━━ DATA SUPPLIED

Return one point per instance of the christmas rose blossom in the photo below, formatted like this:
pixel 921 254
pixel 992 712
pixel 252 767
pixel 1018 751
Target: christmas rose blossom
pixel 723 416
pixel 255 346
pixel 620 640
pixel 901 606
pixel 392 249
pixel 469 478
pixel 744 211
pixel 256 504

━━━━

INSTRUCTIONS FOR THE TASK:
Reproduce each entry above exactly, keeping every word.

WORKED SOLUTION:
Return one point per instance of the christmas rose blossom in the photo below, formatted like this:
pixel 921 254
pixel 992 712
pixel 252 767
pixel 1018 751
Target: christmas rose blossom
pixel 723 416
pixel 255 346
pixel 620 640
pixel 901 606
pixel 392 249
pixel 469 478
pixel 744 211
pixel 256 504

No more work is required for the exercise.